Stored data entries:

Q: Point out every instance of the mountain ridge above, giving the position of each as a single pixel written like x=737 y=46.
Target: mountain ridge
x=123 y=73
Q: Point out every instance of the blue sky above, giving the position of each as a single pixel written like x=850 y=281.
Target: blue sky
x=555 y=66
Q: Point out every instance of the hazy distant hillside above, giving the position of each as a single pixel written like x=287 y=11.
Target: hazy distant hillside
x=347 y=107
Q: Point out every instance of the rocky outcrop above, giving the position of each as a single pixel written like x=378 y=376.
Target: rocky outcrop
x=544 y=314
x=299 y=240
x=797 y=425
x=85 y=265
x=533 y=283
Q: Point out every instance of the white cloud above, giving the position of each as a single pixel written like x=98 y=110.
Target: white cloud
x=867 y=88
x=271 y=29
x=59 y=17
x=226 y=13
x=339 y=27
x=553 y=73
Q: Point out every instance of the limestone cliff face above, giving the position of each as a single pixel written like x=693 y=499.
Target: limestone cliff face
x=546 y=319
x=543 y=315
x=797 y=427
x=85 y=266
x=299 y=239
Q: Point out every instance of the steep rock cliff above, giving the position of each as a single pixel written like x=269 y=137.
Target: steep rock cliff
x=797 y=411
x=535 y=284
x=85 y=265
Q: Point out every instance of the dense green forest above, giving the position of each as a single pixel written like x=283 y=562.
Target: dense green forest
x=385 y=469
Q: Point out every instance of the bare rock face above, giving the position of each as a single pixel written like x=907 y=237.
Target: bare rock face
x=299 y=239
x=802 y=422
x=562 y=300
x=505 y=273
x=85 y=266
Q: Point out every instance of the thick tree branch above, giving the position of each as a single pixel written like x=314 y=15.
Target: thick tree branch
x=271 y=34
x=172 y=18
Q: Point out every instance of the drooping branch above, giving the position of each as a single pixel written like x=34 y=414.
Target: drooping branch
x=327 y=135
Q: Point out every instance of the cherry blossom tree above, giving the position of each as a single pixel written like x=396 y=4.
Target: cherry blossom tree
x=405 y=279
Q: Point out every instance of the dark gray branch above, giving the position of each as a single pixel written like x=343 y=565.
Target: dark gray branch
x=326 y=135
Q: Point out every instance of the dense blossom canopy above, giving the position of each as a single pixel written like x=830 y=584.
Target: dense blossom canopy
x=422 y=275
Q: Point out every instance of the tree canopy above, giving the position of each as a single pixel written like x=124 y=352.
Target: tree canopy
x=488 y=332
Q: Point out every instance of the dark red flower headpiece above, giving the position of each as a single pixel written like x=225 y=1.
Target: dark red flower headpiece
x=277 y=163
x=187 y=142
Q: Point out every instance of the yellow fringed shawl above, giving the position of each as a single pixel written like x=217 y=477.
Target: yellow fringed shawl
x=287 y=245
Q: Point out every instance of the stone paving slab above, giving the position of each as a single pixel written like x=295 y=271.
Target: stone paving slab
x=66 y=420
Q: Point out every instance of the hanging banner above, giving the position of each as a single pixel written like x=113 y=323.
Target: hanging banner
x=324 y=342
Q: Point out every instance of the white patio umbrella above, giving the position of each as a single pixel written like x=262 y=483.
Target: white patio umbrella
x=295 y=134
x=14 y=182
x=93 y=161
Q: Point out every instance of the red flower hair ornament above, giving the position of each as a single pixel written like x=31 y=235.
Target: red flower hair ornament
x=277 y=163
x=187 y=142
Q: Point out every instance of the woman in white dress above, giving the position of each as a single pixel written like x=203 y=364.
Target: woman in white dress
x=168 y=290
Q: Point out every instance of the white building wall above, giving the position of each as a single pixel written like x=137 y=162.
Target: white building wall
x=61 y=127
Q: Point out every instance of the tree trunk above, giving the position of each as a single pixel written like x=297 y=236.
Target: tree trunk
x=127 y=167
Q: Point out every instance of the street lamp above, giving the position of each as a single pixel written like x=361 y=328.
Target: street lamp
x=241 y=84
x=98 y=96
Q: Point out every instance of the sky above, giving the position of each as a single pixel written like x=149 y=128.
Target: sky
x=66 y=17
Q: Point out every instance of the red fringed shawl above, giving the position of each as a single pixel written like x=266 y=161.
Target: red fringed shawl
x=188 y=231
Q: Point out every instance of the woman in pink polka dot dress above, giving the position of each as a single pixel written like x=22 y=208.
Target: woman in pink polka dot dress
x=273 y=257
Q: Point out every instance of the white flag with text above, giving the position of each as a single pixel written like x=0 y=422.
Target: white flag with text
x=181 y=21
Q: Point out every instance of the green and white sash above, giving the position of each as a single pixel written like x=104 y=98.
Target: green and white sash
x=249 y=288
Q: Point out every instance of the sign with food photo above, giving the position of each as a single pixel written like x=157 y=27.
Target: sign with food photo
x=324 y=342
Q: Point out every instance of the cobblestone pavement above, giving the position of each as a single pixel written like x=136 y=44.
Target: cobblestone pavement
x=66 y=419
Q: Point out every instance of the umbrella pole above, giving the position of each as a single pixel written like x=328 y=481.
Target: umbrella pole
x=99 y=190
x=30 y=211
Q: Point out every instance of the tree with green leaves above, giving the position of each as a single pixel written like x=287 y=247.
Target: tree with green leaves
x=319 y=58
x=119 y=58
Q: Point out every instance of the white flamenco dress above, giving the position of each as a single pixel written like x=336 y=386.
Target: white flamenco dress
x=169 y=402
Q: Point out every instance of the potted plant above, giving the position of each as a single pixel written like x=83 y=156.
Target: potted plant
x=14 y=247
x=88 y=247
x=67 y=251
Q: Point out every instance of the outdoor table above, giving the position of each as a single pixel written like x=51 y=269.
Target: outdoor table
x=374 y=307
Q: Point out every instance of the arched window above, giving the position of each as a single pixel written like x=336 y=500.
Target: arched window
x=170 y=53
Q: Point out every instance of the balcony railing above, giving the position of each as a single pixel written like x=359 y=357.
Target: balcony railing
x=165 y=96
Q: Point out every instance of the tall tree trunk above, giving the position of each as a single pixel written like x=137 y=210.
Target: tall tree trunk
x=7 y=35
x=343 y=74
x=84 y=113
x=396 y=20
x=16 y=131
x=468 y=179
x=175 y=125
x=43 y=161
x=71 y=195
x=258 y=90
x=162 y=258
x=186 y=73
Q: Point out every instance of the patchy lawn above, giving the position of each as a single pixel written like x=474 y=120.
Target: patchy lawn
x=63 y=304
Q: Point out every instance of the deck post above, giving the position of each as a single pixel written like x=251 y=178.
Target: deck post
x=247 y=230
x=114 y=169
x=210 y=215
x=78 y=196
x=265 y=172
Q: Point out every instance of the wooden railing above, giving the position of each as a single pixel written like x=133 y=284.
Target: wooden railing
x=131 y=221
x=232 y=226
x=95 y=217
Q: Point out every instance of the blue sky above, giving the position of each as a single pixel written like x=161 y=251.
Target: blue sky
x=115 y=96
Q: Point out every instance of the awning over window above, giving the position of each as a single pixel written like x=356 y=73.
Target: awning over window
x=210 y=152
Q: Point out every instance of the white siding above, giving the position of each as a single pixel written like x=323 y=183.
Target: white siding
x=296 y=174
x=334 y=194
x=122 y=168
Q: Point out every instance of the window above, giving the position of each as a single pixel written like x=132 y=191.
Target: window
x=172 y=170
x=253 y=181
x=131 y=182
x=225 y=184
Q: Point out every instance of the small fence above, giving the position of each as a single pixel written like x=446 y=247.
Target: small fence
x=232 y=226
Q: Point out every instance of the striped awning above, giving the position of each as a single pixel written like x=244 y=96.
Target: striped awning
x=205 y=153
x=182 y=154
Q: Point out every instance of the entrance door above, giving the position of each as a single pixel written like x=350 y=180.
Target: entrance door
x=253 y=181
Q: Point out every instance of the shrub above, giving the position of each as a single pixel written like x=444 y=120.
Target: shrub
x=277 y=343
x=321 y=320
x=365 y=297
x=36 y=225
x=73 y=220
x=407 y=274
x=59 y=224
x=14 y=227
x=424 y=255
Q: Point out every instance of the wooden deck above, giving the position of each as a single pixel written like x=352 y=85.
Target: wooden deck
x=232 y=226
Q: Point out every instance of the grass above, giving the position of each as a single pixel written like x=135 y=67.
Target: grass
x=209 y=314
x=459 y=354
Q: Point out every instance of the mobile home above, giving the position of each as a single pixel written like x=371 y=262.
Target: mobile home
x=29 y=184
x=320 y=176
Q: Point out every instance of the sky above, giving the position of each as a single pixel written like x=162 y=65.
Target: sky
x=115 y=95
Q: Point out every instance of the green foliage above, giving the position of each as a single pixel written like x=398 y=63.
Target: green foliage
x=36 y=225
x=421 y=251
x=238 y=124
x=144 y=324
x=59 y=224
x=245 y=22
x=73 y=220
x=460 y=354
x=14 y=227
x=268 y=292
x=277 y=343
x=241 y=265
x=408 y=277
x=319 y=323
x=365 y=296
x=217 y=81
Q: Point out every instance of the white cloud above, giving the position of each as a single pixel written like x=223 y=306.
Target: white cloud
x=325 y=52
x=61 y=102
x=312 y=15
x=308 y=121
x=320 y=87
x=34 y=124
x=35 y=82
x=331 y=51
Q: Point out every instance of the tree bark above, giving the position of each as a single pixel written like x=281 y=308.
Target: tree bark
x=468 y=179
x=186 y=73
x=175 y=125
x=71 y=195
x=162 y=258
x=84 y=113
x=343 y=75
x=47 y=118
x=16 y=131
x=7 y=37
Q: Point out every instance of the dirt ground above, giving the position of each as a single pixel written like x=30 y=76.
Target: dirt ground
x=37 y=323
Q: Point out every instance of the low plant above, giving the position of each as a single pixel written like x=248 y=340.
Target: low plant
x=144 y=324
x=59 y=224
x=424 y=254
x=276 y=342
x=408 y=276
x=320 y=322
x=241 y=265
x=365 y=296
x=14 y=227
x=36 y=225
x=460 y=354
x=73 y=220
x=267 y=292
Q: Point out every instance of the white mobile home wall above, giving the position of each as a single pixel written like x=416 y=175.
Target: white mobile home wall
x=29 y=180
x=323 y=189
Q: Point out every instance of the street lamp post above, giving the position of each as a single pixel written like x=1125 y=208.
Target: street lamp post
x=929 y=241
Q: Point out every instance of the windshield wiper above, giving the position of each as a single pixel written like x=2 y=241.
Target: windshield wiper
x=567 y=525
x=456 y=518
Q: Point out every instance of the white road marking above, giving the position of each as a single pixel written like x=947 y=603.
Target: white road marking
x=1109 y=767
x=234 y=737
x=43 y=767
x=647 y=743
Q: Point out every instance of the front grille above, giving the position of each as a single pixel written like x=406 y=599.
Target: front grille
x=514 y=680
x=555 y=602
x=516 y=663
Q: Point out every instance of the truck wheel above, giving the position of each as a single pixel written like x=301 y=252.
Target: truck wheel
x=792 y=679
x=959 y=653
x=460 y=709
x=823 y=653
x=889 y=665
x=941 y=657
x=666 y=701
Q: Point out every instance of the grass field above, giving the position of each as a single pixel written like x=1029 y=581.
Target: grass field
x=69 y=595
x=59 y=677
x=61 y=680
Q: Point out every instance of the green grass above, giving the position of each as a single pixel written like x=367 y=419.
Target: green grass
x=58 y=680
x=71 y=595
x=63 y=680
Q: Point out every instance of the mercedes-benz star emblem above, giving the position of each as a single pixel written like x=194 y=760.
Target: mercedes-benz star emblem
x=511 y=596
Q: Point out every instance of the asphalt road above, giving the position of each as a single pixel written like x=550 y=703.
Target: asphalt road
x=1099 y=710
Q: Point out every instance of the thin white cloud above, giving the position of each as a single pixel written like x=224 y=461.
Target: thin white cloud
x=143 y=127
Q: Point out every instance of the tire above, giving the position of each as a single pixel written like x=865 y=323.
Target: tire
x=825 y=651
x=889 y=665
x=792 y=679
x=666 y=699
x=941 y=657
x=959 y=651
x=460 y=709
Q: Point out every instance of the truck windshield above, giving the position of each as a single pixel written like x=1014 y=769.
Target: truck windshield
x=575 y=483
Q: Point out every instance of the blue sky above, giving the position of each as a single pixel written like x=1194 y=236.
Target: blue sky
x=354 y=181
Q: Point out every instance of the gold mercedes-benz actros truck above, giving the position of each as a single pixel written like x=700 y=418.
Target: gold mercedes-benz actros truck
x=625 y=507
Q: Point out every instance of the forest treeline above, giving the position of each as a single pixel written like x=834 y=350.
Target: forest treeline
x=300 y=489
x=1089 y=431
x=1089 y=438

§ **Problem statement**
Starting with the line that holds "Target: white flag with text" and ending with the line that holds "Q: Point out every instance of the cobblestone", retype every line in the data above exactly, and nothing else.

§ **Solution to the problem**
Target: white flag with text
x=181 y=21
Q: Point out every instance of the green and white sash above, giving the position of each as a single pixel written like x=104 y=98.
Target: green and white sash
x=249 y=288
Q: Point out every instance of the sign with food photo above, giving the position of each as a single pixel written like x=157 y=27.
Target: sign with food photo
x=324 y=342
Q: Point out every instance of the cobblestone pavement above, giving the position of each as a single pixel written like x=136 y=44.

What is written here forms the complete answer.